» **USING THE INFORMATION**
[1] According to the passage on the history of the cystoscope, in what year did Maximilian Nitze present his cystoscope?
[2] Extend the passage on the history of the cystoscope, picking up right after its final sentence.

--- TEXT SEGMENT Enclosed Below ---

Attempts to access the interior of the body via orifices had already been made since antiquity, with particular attention being paid to the oral, genital, urinary and excretory organs. Phillip Bozzini (1773-1809) was also active in this field, seeking, as he put it, to “illuminate the inner cavities of the living animal body”. In 1806, he was able to present his “Lichtleiter”, in which the light from a candle was reflected into the interior of the urinary bladder via a mirror [1].
Thus the basic idea for the cystoscope (literally “bladder viewer”) was developed.
The urologist Maximilian Nitze (1848-1906) took up this idea at the end of the 19th century and presented his cystoscope in 1879, which allowed direct illumination and examination of human and animal body cavities by means of electric light [2].
However, there was now the problem of visual fixation. The examination was painful and patients could hardly be expected to wait until an artist had drawn what they had seen. At that time, a photograph had the disadvantage that, first, it only allowed black-and-white images and, second, it also could not be taken in a matter of seconds. But was the black-and-white image really a disadvantage? Wasn’t the black-and-white image clearer in its simplicity, and thus more evident? Wasn’t the subjective coloring of the illustrators distorting?
This sparked off a debate in which the urologist Otto Kneise defended the colored hand-painted pictures. He praised an Atlas of Cystoscopy published by him in 1908 as a collection of “good pictures, corresponding to the natural conditions also in their light and color effects”. Then again, he spoke of the difficulty of “reproducing cystoscopic images in color” [3].
In particular, he pointed out that colors appear quite different in artificial light than in sunlight, that the different light intensities or shadowing in cystoscopy have considerable influence on color perception.

--- End of Enclosed TEXT SEGMENT ---
--- LISTED RECORDS Enclosed Below ---

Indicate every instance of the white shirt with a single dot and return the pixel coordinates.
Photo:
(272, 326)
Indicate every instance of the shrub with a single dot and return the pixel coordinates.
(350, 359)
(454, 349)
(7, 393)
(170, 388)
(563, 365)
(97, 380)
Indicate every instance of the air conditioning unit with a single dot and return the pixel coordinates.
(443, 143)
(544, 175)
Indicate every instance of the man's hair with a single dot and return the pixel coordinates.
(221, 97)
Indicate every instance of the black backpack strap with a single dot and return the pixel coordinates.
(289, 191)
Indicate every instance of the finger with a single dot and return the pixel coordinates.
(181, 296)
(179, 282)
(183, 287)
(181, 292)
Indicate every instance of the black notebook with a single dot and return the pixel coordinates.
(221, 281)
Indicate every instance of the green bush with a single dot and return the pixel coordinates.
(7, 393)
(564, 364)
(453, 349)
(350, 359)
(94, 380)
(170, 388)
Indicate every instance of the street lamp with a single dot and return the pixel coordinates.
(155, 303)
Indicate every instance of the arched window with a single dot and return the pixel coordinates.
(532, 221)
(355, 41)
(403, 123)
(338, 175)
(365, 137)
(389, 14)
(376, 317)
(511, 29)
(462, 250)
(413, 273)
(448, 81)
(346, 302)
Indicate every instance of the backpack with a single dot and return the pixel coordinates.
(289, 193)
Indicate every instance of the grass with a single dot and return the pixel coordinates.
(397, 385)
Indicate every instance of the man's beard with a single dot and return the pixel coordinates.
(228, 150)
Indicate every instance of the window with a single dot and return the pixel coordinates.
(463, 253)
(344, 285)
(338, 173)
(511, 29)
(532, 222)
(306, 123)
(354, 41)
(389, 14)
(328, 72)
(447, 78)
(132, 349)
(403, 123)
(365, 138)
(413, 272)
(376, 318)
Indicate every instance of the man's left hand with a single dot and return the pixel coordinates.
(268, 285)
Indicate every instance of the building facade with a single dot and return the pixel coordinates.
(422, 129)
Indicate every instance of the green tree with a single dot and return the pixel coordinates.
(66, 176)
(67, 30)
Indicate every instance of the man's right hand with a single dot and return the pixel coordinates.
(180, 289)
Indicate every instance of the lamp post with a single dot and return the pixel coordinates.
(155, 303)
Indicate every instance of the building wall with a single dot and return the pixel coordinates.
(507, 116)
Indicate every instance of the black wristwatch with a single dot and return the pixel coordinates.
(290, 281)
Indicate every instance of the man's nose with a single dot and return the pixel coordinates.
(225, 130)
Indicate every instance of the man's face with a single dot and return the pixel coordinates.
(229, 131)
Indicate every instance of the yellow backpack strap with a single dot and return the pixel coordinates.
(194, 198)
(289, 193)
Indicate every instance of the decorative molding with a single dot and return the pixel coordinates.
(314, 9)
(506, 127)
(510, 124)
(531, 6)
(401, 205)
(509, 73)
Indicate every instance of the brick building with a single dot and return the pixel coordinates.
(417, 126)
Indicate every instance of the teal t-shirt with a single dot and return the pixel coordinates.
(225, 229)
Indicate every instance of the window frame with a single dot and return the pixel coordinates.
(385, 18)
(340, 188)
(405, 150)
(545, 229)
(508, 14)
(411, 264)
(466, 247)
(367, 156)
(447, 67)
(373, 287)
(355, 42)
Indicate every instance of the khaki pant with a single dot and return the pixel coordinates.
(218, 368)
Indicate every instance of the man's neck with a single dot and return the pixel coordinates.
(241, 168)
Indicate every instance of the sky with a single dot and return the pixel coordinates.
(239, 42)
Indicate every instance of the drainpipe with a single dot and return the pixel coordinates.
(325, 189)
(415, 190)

--- End of Enclosed LISTED RECORDS ---

» **TASK-BY-TASK OUTPUTS**
[1] 1879

[2]
The central problem was creating images “true to nature” and evidential value. It was disputed whether colorfulness or photographic objectivity was better suited to achieve evidential effects. The advantages of colorfulness were relativized by doubts about rendering it “true to nature” through the subjectivity of the artistic process. In contrast to this stood the “objectivity” of photography, which in turn was afflicted with the shortcoming of colorlessness. In fact, the latter, the shortcoming of colorlessness, obviously weighed as a more serious disadvantage, because almost all contemporary textbooks and atlases on cystoscopy opted for the colored variant [4].
1 Reuter, Matthias (2006): Phillip Bozzini (1773-1809). Der endoskopische Idealist. Der Urologe 45, p. 1084-1091.
2 Herr, Harry W. (2006): Max Nitze, the Cystoscope and Urology. The Journal of Urology 176, p. 1313-1316.
3 Kneise, Otto (1908): Handatlas der Cystskopie. Gebauer-Schwetschke: Halle a. Saale.
4 Martin, Michael and Fangerau, Heiner: Evidenzen der Bilder. Visualisierungsstrategien in der medizinischen Diagnostik um 1900. Steiner, Stuttgart 2021.